- [Texte de la page]:
____

Les questions posées par le démarcheur conduisent le particulier à répondre à une véritable enquête sur les différents moyens d’information utilisés dans son foyer 493 . Cette séquence est construite sur une structure alternant questions de l’enquêteur et réponses de l’enquêté, lesquelles sont inscrites sur la fiche. Dès l’installation dans le nouveau cadre spatial de l’appartement, l’interaction prend ainsi distinctement la forme d’une enquête. Le scénario correspond aux attentes du particulier qui tient son rôle en livrant les informations requises.

Les échanges se succèdent selon le schéma des interventions complémentaires du type question/réponse. Les deux premières séries de questions s’enchaînent et laissent le particulier s’installer dans son rôle d’enquêté. Aucun décalage n’est perçu entre l’interaction annoncée lors de la prise de contact et celle qui prend concrètement forme. Selon les termes de Goffman, le vendeur « fabrique » le cadre attendu par son interlocuteur.

‘Certaines fabrications ont tout de la grande escroquerie, étant constituées de petites simulacres d’activités qui sont autant d’éléments d’un scénario unique. A partir de là, les auteurs d’une machination peuvent fort bien y insérer une séquence d’action normale afin d’en accentuer la vraisemblance. (Goffman, 1991 : 130-131)’

L’interaction s’amorce ainsi sur une véritable enquête à laquelle le particulier collabore. Sa structure confirme la définition de l’interaction mais l’analyse approfondie des échanges révèle la présence d’éléments plus ambigus.

____

[Lignes d'un jeu de données sur l'emplacement des objets]
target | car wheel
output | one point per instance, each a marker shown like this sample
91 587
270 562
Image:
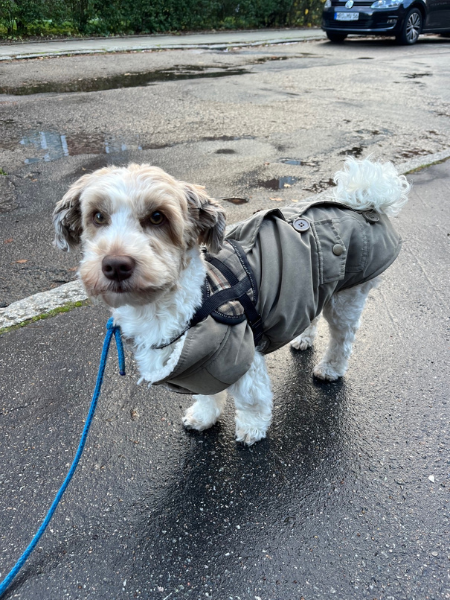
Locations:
411 28
337 38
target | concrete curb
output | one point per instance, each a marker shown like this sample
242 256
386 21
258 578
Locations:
44 302
144 48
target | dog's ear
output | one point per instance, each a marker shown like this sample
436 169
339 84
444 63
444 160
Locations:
208 217
67 216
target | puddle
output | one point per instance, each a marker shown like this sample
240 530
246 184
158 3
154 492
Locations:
290 161
122 81
48 146
278 184
235 200
412 153
356 151
225 151
417 75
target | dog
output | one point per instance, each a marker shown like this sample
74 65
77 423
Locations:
202 307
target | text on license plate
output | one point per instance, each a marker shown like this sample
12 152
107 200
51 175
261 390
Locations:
346 16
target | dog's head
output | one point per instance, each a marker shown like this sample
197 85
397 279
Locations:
136 226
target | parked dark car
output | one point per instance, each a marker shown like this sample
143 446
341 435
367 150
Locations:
404 19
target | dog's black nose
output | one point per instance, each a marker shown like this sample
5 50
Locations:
118 268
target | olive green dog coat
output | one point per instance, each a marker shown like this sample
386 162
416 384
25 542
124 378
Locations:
299 257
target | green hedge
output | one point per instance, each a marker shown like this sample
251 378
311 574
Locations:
108 17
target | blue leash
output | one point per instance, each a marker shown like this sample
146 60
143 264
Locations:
111 330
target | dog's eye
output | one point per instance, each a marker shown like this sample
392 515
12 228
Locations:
99 218
156 218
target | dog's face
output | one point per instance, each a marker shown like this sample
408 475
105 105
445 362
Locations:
136 225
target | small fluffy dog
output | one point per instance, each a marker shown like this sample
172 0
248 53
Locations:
202 308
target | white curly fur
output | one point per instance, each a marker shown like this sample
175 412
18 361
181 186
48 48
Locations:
367 185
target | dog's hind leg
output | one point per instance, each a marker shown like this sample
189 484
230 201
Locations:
306 339
342 312
205 411
253 400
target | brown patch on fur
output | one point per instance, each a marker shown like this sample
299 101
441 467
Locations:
127 197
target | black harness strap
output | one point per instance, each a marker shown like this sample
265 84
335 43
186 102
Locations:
238 291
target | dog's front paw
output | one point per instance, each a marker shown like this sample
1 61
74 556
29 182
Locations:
201 416
326 372
302 342
250 430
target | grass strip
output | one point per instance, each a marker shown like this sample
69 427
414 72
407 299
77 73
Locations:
52 313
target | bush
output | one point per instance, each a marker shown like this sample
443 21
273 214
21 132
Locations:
106 17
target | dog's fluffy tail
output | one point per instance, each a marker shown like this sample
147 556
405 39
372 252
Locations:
365 185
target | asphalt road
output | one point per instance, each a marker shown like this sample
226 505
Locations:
226 120
348 497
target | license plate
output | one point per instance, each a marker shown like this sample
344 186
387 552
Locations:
346 16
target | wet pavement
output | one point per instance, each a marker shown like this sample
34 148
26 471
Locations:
265 124
347 498
222 39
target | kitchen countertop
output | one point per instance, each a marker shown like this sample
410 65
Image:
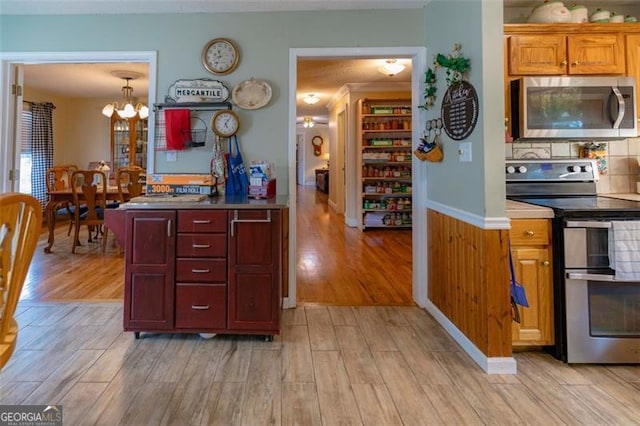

____

- [Consignes de l'exercice]:
a – Sélectionnez chaque ligne des enregistrements qui contient la chaîne « black » et recopiez-la intégralement.
b – Prolongez le texte sur l'entretien de démarchage mené sous la forme d'une enquête, en reprenant juste après sa dernière phrase.

- [Réponses par tâche]:
a –
target | dog's black nose
target | black harness strap

b –
Notes
490.

Ces informations prises sur le foyer visité semblent être légitimes puisqu’aucun particulier ne refuse de délivrer ces quelques renseignements. Ils apparaissent comme une étape préliminaire indispensable à la validité de toute enquête.

491.

Cette intervention montre que le particulier doute de la place disponible sur la fiche pour l’inscription de sa réponse « fabrication de double vitrage ». C’est pour cette raison qu’il propose le terme de « miroiterie », graphiquement plus court.

492.

Ces renseignements sont d’ailleurs inscrits par le démarcheur sur la fiche.

493.

Nous entrerons dans le détail de ces échanges dans les Chapitres suivants. Nous nous contentons ici de constater que la forme de l’interaction correspond bien à celle d’une enquête.